Lines of data:
## Start
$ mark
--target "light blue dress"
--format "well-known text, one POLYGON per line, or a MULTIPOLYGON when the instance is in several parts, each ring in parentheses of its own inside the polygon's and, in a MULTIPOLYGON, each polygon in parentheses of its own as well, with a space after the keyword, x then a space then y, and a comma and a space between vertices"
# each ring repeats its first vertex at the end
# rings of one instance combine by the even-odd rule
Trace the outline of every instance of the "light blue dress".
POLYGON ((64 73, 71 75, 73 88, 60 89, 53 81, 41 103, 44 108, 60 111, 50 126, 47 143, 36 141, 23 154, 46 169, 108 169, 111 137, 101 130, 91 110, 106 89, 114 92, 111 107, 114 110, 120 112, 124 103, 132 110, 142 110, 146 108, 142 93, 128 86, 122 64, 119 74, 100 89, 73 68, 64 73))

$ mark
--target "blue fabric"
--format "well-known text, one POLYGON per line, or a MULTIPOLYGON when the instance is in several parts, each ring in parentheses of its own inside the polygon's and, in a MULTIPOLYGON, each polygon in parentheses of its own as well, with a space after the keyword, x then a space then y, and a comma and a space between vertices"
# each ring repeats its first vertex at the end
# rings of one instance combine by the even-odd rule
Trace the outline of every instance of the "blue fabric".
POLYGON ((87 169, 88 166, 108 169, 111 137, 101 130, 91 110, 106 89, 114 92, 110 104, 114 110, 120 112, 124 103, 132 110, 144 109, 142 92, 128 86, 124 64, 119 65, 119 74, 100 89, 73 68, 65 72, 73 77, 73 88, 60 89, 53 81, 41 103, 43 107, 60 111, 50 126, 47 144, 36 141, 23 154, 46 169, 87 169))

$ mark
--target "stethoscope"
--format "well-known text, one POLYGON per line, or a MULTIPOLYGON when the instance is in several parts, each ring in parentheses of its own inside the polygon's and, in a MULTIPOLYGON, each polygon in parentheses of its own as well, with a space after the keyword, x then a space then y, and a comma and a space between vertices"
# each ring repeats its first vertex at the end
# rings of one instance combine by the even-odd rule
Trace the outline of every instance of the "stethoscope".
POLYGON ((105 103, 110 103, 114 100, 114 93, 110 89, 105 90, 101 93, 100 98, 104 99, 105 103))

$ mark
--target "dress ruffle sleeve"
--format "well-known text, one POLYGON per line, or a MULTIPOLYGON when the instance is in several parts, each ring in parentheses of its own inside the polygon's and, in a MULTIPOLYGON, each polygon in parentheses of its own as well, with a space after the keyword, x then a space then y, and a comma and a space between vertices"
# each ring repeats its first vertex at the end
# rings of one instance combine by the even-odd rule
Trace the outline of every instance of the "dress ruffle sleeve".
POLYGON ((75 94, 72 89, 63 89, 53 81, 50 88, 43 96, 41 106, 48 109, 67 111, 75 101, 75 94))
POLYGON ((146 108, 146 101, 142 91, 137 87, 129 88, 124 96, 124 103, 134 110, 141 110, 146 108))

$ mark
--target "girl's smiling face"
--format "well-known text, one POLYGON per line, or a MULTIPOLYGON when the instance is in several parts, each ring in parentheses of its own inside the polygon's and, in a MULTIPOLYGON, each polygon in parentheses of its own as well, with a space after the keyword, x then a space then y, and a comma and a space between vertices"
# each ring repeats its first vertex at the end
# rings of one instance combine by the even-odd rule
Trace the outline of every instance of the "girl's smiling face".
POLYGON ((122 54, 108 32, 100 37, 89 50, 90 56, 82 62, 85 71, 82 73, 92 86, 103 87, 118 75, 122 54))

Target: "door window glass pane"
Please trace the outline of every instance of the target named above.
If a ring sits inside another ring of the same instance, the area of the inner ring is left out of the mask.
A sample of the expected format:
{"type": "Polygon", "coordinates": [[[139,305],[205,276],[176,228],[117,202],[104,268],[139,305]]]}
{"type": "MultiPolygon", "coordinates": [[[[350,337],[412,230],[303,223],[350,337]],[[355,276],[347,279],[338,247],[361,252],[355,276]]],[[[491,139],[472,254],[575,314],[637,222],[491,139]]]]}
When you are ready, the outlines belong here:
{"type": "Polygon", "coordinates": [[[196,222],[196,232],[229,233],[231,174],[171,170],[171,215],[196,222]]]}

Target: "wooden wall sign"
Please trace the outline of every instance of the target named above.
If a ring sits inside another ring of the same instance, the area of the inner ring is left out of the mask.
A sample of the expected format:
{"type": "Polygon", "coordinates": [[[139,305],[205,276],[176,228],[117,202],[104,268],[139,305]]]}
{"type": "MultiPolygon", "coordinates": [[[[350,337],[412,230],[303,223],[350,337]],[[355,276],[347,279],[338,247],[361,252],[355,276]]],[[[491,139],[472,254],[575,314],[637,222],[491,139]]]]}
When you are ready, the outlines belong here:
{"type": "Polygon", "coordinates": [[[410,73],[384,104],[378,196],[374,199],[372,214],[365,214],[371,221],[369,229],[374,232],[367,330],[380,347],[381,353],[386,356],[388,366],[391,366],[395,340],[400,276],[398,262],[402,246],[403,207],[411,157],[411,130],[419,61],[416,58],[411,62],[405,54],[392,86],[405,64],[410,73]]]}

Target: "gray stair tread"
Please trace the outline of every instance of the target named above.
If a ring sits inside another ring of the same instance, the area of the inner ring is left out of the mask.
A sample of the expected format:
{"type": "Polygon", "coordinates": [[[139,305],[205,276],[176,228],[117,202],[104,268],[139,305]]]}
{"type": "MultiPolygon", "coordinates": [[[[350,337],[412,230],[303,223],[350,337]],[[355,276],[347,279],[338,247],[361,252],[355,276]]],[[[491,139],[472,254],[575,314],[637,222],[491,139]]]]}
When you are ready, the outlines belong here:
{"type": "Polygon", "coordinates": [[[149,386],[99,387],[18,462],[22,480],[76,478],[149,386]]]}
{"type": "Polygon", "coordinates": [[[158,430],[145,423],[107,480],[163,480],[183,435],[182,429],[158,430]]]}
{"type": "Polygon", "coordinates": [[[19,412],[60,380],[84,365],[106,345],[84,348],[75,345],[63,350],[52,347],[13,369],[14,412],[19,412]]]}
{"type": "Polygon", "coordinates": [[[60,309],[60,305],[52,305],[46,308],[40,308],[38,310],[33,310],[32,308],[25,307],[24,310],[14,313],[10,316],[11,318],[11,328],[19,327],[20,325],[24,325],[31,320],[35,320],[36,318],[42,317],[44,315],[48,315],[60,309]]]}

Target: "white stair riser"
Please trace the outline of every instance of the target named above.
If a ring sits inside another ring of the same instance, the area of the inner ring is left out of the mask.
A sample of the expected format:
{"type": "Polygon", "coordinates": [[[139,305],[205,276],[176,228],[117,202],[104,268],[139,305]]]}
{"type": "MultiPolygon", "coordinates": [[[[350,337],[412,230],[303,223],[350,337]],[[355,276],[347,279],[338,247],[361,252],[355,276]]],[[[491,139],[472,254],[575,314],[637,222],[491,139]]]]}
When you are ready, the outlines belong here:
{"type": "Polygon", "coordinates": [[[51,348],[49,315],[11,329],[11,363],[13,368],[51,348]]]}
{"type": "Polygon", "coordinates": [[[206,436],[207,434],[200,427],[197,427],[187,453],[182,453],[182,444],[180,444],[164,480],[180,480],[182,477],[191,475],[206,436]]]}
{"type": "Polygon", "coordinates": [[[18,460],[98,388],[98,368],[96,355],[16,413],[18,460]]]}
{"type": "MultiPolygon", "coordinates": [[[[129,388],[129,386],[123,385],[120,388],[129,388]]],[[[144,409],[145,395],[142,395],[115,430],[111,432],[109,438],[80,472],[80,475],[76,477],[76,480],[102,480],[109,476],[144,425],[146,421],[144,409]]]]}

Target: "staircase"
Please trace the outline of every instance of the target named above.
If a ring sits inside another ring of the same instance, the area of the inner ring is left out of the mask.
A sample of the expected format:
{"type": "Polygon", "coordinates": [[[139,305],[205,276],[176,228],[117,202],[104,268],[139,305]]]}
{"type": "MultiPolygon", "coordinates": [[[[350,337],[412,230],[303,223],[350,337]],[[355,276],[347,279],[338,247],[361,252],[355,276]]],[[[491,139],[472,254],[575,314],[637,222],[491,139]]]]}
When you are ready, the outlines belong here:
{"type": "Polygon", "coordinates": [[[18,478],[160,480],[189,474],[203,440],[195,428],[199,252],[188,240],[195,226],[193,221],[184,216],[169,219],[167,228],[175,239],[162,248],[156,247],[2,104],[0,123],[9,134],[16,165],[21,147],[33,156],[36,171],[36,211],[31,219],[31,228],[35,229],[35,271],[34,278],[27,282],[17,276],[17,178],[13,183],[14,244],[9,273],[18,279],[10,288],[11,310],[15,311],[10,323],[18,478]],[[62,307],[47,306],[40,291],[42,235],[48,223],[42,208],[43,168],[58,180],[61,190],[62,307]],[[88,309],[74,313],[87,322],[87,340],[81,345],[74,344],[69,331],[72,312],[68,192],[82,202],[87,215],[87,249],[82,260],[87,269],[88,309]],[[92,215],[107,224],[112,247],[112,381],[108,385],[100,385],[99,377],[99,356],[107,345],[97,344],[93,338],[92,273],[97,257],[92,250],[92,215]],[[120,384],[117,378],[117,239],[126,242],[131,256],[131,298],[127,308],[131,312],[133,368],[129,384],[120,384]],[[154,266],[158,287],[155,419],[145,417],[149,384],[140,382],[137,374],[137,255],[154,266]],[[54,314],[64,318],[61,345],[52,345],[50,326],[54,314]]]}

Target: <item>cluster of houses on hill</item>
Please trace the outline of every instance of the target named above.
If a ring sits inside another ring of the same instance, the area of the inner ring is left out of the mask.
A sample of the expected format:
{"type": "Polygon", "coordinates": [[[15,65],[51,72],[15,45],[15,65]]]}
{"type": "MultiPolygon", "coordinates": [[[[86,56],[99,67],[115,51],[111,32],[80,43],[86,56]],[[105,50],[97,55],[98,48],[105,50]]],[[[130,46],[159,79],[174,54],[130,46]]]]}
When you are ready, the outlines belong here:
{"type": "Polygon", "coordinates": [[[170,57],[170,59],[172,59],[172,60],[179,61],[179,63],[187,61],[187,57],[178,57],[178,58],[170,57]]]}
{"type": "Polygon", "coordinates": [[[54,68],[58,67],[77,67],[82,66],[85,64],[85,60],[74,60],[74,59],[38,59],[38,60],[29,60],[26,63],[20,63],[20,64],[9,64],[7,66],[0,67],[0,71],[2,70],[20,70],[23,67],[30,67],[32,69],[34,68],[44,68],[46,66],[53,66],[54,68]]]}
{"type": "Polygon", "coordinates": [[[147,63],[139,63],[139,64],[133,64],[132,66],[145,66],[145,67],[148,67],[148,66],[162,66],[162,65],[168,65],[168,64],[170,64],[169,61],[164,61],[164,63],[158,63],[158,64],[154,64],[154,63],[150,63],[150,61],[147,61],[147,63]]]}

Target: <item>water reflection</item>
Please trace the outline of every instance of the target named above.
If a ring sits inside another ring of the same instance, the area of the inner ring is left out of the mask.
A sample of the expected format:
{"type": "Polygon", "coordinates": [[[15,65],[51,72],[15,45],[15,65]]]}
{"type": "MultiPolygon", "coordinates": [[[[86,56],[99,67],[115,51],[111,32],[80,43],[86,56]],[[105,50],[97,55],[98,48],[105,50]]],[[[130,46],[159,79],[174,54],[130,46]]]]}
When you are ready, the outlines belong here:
## End
_Prompt:_
Write out the lines of the material above, from its first line through the line containing "POLYGON ((64 73, 71", with both ends included.

_Expected output:_
$ mark
--target "light blue dress"
--format "well-known text, one POLYGON per line, or a MULTIPOLYGON when the instance is in several parts, each ring in parentheses of its own inside the polygon's and, in a MULTIPOLYGON, each polygon in parentheses of its own as well, with a space after the keyword, x then a space then y, and a comma and a space between vertices"
# each ring repeats its first vertex at the end
# rings of one instance combine by the even-odd rule
Trace the outline of every instance of the "light blue dress".
POLYGON ((64 73, 71 75, 73 88, 60 89, 53 81, 41 103, 44 108, 60 111, 50 126, 47 143, 36 141, 23 154, 46 169, 108 169, 111 137, 101 130, 91 110, 106 89, 114 92, 111 107, 114 110, 120 112, 124 103, 132 110, 142 110, 146 108, 142 93, 128 86, 122 64, 119 74, 100 89, 73 68, 64 73))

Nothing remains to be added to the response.